## [Task to carry out]
Pick out each line in the records below that contains the word "awning", and copy those lines.

-- start Entries provided --

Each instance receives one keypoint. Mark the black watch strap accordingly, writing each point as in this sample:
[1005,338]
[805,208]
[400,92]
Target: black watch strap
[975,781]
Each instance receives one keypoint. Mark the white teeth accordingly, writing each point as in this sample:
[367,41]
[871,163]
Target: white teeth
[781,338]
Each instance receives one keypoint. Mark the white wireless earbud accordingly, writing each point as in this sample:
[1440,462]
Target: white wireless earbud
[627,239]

-- end Entries provided --
-- start Entries provided --

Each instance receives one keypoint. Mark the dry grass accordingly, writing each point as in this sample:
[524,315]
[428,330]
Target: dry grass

-- end Entries provided --
-- start Entries provided --

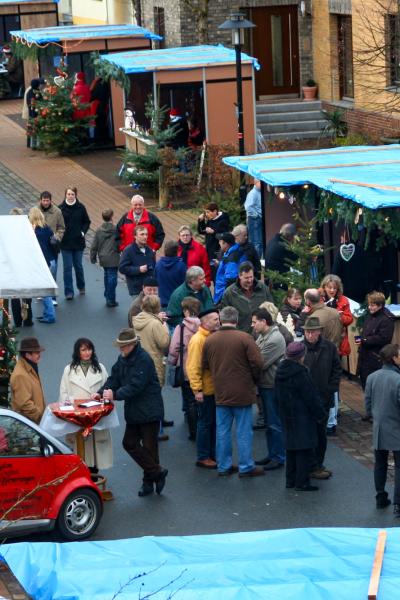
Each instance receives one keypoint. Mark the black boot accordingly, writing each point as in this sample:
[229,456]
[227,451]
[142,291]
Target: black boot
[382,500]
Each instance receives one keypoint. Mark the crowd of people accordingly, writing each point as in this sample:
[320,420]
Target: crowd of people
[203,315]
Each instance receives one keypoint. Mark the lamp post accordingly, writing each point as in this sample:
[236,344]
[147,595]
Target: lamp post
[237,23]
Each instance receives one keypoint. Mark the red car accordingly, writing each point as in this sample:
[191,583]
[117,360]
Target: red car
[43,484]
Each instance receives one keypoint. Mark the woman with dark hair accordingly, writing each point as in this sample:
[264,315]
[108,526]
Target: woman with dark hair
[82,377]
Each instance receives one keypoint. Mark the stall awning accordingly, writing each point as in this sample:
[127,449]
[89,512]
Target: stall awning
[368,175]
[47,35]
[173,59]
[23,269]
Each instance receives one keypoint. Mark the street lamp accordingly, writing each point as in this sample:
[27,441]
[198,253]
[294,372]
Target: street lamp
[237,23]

-- end Entries provided --

## [Answer in full]
Each instance receives one keypoint. Mark the stall awning accordingly, writing each point as in this sample:
Target: stall awning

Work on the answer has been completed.